* _Records supplied_
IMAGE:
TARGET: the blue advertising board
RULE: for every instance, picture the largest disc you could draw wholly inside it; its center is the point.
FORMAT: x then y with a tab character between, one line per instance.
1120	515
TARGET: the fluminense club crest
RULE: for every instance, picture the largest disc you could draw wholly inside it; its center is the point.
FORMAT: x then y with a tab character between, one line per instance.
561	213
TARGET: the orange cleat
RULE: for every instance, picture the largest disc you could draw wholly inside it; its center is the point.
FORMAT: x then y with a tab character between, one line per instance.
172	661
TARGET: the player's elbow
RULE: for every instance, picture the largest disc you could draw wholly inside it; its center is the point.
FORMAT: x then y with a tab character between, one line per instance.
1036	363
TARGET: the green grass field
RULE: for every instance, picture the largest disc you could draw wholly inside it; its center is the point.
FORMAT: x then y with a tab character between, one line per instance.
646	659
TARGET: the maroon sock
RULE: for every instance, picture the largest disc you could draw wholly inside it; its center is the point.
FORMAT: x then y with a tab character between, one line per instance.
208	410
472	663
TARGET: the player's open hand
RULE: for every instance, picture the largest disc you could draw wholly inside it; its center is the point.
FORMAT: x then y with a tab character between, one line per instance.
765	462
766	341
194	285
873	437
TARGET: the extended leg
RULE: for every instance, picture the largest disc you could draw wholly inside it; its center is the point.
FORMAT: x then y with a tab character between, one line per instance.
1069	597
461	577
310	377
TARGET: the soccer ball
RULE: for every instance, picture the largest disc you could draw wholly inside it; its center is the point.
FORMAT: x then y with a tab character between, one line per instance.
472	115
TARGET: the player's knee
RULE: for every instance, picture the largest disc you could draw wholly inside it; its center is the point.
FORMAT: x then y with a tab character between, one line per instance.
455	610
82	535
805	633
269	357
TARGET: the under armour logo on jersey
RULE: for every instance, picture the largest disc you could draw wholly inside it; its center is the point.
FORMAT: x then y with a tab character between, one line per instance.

* _Problem details_
Reproduce every one of the records above verbatim, preserving their original order and line breaks.

* _The output_
IMAGE:
TARGET: the blue advertising board
RULE: for every instance, picture the largest disc you could draw wholly inside it; its center is the point.
FORMAT: x then y with a tab character between, one line per instance.
1120	515
TARGET: the fluminense club crest
RULE: for every instance, picture the largest disc you could draw wholly inside it; its center is the point.
FORMAT: x then y with a tab character between, one line per instance.
561	213
TARGET: the orange cleat
RULE: for every instance, picture the largest disc you could draw wholly inside it; its center is the point.
FORMAT: x then y with a tab character between, one line per instance.
172	661
TARGET: the player's elbow
RULE: for every instance, picture the largest disc you could draw wholly inside it; its center is the point.
FORMAT: x then y with a tab character between, one line per instance.
1036	363
TARGET: the green grass field
RULE: for every instance, picture the largest disc you could draw wholly inside it; its center is the point.
FORMAT: x then y with a tab character between, one line per instance.
646	659
TARGET: the maroon sock
RULE: for every instance, picture the largest disc you could draw wholly inside it; its center is the point.
FORMAT: x then y with a tab character between, one line per instance.
208	410
472	663
TARGET: the player's open hand
RULE: for every instance, picture the largest disc you could draw wholly inside it; its center is the point.
FORMAT: x then y with a tab character between, one line per instance.
765	462
766	341
194	285
873	437
TARGET: the extended leg
RULE: for every instance, picture the largest disc you could draw wholly inside it; its center is the point.
FORMAT: x then y with a tab character between, one line per instance.
1069	597
461	577
310	377
TARGET: the soccer ball
RULE: for every instance, picture the largest disc you could draw wholly inside it; its center is the point.
FORMAT: x then y with a tab character between, one line per instance.
472	115
TARGET: the player's knee
RULE: for every instance, picture the largest disc you could draw wholly inside it; its center is the point.
FORMAT: x then y with a tab character between, one line per instance.
455	610
82	535
805	633
269	357
TARGET: the under armour logo on jersey
RULE: for every instance, picture the largest disc you could draw wholly inside it; its center is the point.
FORMAT: x then y with a tab character between, one line per instance.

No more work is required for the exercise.